• Written instruction
Please copy the listing below with "green succulent" changed to "potted plant" and everything else kept the same. Leave out the pictures.

• Input material
start
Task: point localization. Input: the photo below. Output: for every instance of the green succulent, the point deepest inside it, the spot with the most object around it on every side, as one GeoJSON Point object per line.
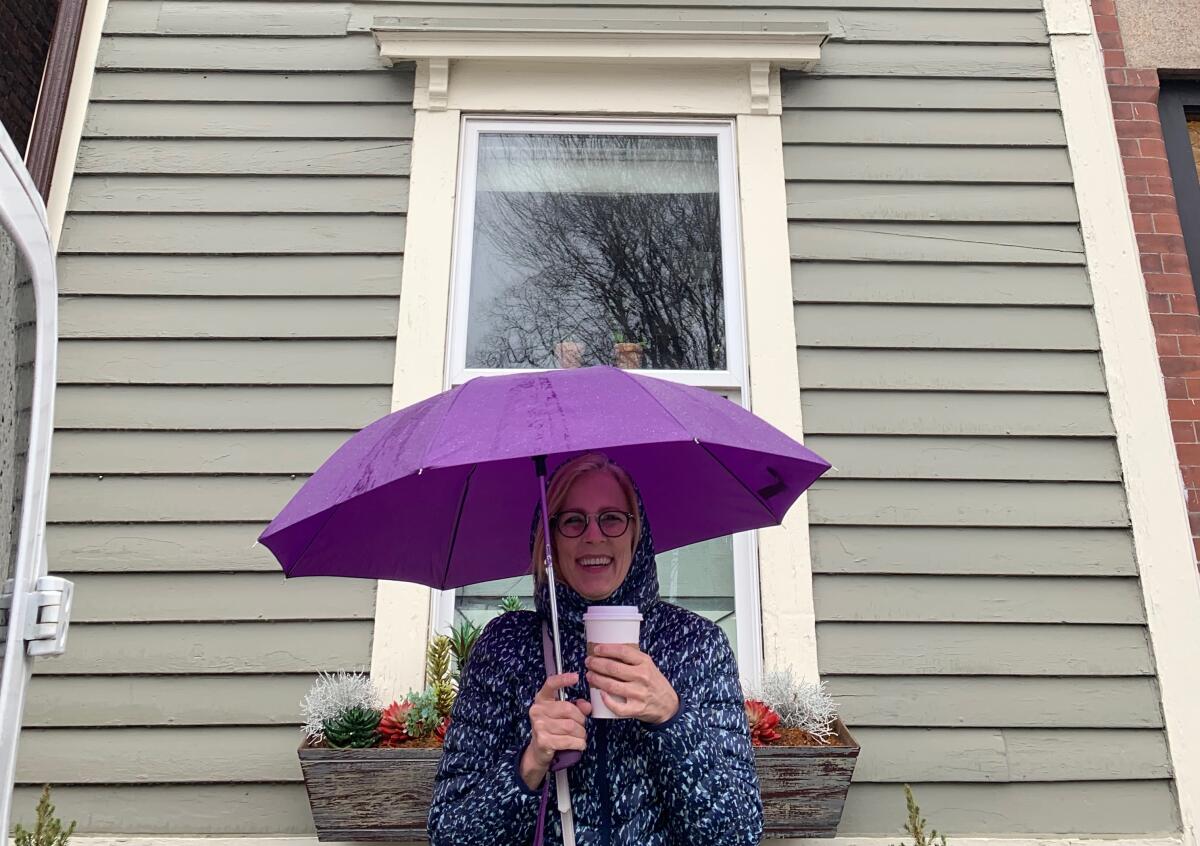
{"type": "Point", "coordinates": [353, 729]}
{"type": "Point", "coordinates": [48, 829]}
{"type": "Point", "coordinates": [424, 717]}
{"type": "Point", "coordinates": [462, 641]}
{"type": "Point", "coordinates": [511, 604]}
end
• Answer to the problem
Task: point localization. Input: the photo below. Output: for every instance of the potted plant, the point deepest inside it, the spot with the most object around it on every side, as one GeoJSON Point object per line.
{"type": "Point", "coordinates": [353, 729]}
{"type": "Point", "coordinates": [48, 829]}
{"type": "Point", "coordinates": [424, 717]}
{"type": "Point", "coordinates": [462, 641]}
{"type": "Point", "coordinates": [511, 604]}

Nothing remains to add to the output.